Render the rows below as a two-column CSV headed text and answer, one line per row, giving its wording and its points. Put each value in a double-quoted field with line breaks replaced by spaces, and omit the pictures.

........

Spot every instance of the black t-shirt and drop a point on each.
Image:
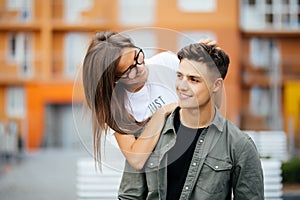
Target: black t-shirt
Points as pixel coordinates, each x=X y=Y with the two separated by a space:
x=179 y=157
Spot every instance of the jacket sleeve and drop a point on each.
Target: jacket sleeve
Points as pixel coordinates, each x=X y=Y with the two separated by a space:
x=133 y=184
x=247 y=180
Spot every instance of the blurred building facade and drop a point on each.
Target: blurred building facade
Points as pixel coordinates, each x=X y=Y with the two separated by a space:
x=42 y=45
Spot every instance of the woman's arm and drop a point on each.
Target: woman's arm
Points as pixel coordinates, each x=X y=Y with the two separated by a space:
x=138 y=150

........

#### SOLUTION TO THIS TASK
text,answer
"Spot every instance of the black t-shirt and drop a point on each. Image: Target: black t-shirt Points as pixel coordinates, each x=X y=Y with the two separated by a space:","x=179 y=157"
"Spot every instance of the jacket sleeve and drop a point on each. Target: jacket sleeve Points as pixel coordinates, each x=X y=Y with the two separated by a space:","x=133 y=184 x=247 y=180"
"Spot every instance of the blurred building facade and drop a point on each. Target: blurred building facade Points as pixel coordinates, each x=X y=Y with the two separated by a space:","x=42 y=45"
"Spot every instance of the woman's arm and drop a point on each. Target: woman's arm Points as pixel coordinates, each x=X y=Y with the two separated by a space:","x=138 y=150"